— Exercise instructions —
A – On what date and at what hours does the forum thread about the 2011 Grandview Open House say the event takes place?
B – Pick up the forum thread about the 2011 Grandview Open House where it stops, writing the next post.

# 2011 Grandview Open House



## Grandview Trailer Sa (Mar 11, 2011)

Hey all, it is SPRINGin VA and time for our Open House again. Anyone in the neighborhood, feel free to come and join us on April 2nd from 9:00 to 3:00. We will have music, food and discounts on our store items. There will be great deals on our trailers too!! Tonight we had an ElkRidge 34TSRE come in and next week we will have our first 2012 trailer show up.
Again, come by and tell me your from RVUSA, would like to meet all of you!!
If you need directions, just go to my website and make a map for yourself, or call. We will be glad to help you.


----------



## rjf7g (Mar 12, 2011)

RE: 2011 Grandview Open House

Hopefully we'll be able to stop by then!  It's always great to see you, Linda, Brian, and NA.


----------



## H2H1 (Mar 12, 2011)

Re: 2011 Grandview Open House

if I can find my way :laugh:  :laugh:


----------



## try2findus (Mar 13, 2011)

Re: 2011 Grandview Open House

Unfortunately, we won't be able to make the Open House...    We hope you have the best one ever and who knows, there's always next year.


----------



## Shadow (Mar 14, 2011)

Re: 2011 Grandview Open House

We really wanted to go this year. Hear it's a bunch of fun. Maybe around Meet & Greet time we can stop by and reload with supplies!


----------



## H2H1 (Mar 14, 2011)

Re: 2011 Grandview Open House

for those who aren't able to make it, sorry, but more free food for me. :laugh:  :laugh: . But camping on the farm is alot of fun and again plenty of food and drinks. My kind of camping. :approve:    :laugh:


----------



## H2H1 (Mar 25, 2011)

Re: 2011 Grandview Open House

well since mine and Maria sinus infection is just hang in there and not going away we will have cancel this Open House. I really do hate it to, but as of this date I can't see us going being sick and weak from the illness. Sorry Ken & Linda


----------



## Grandview Trailer Sa (Mar 25, 2011)

Re: 2011 Grandview Open House

Hollis, hope you guys have a speedy recovery and feel better soon.  If your up to it in a week, come on!!


----------



## rjf7g (Mar 25, 2011)

— Extracted records —
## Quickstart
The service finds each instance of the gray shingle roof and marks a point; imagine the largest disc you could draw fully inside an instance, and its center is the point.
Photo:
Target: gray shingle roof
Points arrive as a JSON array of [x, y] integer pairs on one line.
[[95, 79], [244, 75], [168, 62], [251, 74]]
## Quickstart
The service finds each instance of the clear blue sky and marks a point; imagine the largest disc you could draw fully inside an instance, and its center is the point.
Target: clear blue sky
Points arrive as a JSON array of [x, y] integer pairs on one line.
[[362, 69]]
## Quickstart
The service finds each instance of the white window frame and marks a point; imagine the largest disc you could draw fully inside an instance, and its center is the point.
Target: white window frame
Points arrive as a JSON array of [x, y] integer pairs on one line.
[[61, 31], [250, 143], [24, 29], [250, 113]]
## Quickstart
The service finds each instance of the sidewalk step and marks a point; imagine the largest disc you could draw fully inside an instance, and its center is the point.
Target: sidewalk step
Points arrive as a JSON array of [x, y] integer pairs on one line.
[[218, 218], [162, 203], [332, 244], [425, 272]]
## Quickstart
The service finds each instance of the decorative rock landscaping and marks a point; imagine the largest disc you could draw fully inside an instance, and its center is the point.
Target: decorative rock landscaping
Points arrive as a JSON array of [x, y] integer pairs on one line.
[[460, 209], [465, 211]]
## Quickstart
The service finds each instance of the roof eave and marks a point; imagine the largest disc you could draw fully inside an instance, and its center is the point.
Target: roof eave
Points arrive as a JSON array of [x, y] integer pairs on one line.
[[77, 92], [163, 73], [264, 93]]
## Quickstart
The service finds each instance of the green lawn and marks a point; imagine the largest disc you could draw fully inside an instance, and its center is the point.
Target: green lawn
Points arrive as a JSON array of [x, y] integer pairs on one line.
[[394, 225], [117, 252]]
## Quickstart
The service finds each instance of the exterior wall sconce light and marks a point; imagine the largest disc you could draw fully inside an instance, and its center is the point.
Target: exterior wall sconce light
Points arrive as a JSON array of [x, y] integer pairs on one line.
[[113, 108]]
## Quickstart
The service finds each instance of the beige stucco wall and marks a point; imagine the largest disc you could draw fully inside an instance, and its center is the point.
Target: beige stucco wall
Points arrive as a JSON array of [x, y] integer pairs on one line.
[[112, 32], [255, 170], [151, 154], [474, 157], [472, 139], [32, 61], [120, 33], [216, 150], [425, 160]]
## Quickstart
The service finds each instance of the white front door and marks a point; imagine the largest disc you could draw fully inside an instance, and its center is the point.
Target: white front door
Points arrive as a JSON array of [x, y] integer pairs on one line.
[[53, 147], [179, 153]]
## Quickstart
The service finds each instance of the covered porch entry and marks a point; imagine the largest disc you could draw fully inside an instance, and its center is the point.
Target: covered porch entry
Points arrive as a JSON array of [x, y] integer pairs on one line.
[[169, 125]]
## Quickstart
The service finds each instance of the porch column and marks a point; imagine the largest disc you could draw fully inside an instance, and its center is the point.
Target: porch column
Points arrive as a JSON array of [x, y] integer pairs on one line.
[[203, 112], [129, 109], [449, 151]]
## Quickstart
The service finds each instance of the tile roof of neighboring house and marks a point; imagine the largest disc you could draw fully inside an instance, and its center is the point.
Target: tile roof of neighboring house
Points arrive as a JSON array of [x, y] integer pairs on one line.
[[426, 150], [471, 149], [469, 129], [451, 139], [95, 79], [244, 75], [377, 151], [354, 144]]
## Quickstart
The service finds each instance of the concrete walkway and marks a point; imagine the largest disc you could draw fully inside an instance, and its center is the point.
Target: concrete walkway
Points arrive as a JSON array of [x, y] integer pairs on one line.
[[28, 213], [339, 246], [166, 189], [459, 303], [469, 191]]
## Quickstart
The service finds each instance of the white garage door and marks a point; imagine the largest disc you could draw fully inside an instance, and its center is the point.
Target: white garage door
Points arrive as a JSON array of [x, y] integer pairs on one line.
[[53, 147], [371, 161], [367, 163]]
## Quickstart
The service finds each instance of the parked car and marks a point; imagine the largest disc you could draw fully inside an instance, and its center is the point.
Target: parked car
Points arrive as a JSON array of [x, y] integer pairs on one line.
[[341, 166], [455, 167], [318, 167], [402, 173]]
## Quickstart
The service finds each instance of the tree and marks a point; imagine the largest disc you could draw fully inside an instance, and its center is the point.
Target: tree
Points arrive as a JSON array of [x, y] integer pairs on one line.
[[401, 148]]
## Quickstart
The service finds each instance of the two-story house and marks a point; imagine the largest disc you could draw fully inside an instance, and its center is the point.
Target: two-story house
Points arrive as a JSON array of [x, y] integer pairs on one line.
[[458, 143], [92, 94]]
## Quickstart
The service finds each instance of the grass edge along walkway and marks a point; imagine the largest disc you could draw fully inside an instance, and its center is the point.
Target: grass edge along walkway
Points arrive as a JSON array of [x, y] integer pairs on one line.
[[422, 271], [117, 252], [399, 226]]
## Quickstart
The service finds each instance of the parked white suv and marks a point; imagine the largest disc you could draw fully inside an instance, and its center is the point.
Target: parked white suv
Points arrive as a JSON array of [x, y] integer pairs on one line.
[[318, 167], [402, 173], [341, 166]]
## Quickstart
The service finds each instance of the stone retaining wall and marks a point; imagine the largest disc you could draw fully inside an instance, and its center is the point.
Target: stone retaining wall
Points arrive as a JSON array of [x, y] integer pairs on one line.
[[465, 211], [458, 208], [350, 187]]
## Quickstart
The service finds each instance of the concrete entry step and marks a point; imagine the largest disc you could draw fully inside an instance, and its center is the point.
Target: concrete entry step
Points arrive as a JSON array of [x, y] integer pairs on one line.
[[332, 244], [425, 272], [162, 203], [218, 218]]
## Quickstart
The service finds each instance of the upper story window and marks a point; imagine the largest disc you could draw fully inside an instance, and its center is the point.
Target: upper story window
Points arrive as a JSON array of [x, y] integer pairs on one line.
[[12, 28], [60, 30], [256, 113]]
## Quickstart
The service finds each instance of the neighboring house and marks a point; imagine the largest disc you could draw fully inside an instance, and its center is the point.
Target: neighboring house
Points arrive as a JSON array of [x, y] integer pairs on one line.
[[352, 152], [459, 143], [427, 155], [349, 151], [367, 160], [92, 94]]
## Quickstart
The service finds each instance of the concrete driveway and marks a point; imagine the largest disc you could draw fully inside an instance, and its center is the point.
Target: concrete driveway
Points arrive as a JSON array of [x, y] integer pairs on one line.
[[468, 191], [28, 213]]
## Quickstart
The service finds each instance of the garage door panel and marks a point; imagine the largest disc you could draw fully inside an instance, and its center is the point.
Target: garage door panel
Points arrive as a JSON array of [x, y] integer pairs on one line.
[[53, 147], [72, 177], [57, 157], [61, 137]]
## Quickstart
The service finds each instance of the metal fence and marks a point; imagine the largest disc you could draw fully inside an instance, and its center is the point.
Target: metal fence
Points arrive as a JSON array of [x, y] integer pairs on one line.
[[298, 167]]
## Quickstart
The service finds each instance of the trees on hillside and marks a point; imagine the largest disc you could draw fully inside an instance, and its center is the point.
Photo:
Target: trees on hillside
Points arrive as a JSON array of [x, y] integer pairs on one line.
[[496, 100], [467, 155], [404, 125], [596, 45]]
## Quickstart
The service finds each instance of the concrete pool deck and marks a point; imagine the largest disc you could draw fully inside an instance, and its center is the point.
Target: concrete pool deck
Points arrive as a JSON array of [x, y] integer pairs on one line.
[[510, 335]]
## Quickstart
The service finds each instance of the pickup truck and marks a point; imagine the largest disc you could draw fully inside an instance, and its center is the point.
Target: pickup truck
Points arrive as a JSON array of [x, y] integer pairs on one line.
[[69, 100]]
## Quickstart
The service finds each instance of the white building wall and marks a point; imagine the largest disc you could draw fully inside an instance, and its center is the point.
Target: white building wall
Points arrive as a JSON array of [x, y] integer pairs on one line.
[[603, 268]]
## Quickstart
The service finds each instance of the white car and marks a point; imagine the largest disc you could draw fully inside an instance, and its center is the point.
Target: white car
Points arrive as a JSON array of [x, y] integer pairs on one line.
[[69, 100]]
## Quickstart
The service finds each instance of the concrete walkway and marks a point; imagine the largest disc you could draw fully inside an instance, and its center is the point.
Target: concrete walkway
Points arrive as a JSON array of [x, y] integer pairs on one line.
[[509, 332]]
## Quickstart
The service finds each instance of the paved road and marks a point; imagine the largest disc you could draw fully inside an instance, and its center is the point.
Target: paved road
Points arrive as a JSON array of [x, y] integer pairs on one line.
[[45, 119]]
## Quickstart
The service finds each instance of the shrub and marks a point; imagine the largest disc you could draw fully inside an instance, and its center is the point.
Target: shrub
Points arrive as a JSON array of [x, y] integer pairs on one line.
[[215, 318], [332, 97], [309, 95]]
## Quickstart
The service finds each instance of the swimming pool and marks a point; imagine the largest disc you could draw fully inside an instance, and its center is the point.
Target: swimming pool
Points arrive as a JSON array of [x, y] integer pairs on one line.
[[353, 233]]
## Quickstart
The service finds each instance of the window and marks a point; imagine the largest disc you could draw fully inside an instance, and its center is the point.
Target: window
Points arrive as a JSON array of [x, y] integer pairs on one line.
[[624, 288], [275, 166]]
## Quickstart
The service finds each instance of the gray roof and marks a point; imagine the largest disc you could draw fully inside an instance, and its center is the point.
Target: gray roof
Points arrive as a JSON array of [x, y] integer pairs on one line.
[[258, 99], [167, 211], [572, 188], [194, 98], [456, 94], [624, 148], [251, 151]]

— Answers for the tasks —
A – April 2nd, from 9:00 to 3:00.

B –
Re: 2011 Grandview Open House

Hope you two feel better - it took me two courses of antibiotics and a ton of other meds to shake mine.  Still, I can't seem to get enough sleep!


----------



## H2H1 (Mar 25, 2011)

Re: 2011 Grandview Open House

well Becky you know how we feel. It seem we can't shake it and it is going on 7 days now. Oh well we will get rid of it in time.


----------



## try2findus (Apr 1, 2011)

Re: 2011 Grandview Open House

So...I guess many of you are heading up to Ken and Linda's Open House and we are stuck here in BR.    

We hope it is a huge success and please~MISS US!!!    

Seriously, safe travels to you all!


----------



## H2H1 (Apr 1, 2011)

Re: 2011 Grandview Open House

NO Jeanie, we are still stuck here in GA with all the pollen and sinus infection. It SEEM WE JUST CAN'T GET RID OF IT. I guess we are passing it back and forth between Maria and myself. :laugh:  :laugh:  :laugh:


----------



## C Nash (Apr 1, 2011)

Re: 2011 Grandview Open House

Well think I have about got rid of mine so here's hoping we get to leave agin next week after the eye doctor app.   If you meet me on the road give me plenty of space.  See two coming at me so just try to hit the middle   :laugh:


----------



## rjf7g (Apr 2, 2011)

Re: 2011 Grandview Open House

We will be heading over to Kenneth's shortly...but, we're only 20 minutes away at our seasonal site!


----------



## try2findus (Apr 2, 2011)

Re: 2011 Grandview Open House

Gosh Hollis, we are sorry to hear you and Maria are under the weather.  Randy and I are also suffering from the seasonal crud...

We hope you are both feeling better soon!    We have a birthday party for the twin granddaughters at the skating rink, so wish us luck!!  

Ken, Linda, Becky and the rest of you that are in VA at "the campground", have FUN!


----------



## Grandview Trailer Sa (Apr 3, 2011)

Re: 2011 Grandview Open House



Well, the Open House is over for another year.Our weather could have been better!! We had wind, rain and snow showers on the mountains....today...near 70 and beautiful sunshine...dang it. But we had LOTS of folks there yesterday, ran out and had to get more BBQ!! I think everyone had a good time, despite the weather. 

We also had some buyers!! Heartland brought a proto unit down, first of its design, and it sold first! Got a few deals done after, that so we had a good day. Sure was good to see everyone!!


----------



## akjimny (Apr 3, 2011)

Re: 2011 Grandview Open House

Glad it worked out for you despite the weather.  Good going! !


----------



## H2H1 (Apr 3, 2011)

Re: 2011 Grandview Open House

Ken we are so glad all went well, well except for thr weather. BTW did yall cook outside while camping? :laugh:


----------



## Grandview Trailer Sa (Apr 3, 2011)

Re: 2011 Grandview Open House

OF COURSE!!  Not yesterday morning... not enough time... but this morning had bacon, eggs, sausage, toast, and sausage gravy all over the fire!

Then we shot about 400 clay pigions and did some Fast Draw!


----------



## C Nash (Apr 3, 2011)

Re: 2011 Grandview Open House

Well guess you won the fast draw since you are posting   :laugh:


----------



## H2H1 (Apr 3, 2011)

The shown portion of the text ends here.